━━━━━ Data ━━━━━

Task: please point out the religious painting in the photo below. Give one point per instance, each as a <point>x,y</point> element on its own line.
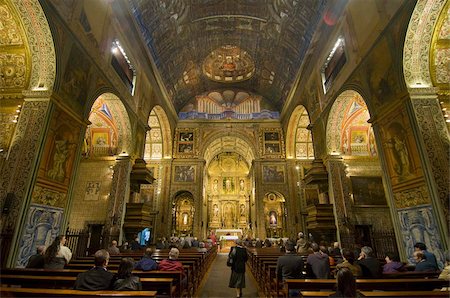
<point>42,226</point>
<point>60,151</point>
<point>185,143</point>
<point>184,174</point>
<point>228,184</point>
<point>272,143</point>
<point>273,174</point>
<point>271,136</point>
<point>92,191</point>
<point>418,224</point>
<point>272,218</point>
<point>399,147</point>
<point>100,137</point>
<point>368,191</point>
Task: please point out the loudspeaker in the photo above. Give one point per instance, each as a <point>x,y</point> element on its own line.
<point>8,202</point>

━━━━━

Exercise requirements:
Reproduce every line of the records above word for word, leaving out the pictures.

Written answer:
Task: please point out the religious painting in the photo below. Give one point per instance, each as a <point>x,y</point> element on its own line.
<point>42,226</point>
<point>60,151</point>
<point>185,143</point>
<point>184,174</point>
<point>228,184</point>
<point>272,143</point>
<point>273,174</point>
<point>271,136</point>
<point>92,191</point>
<point>418,224</point>
<point>272,218</point>
<point>399,147</point>
<point>100,137</point>
<point>368,191</point>
Task: please point out the loudspeaker in the photo above. Give one point per instance, each as a <point>x,y</point> element on its own line.
<point>8,202</point>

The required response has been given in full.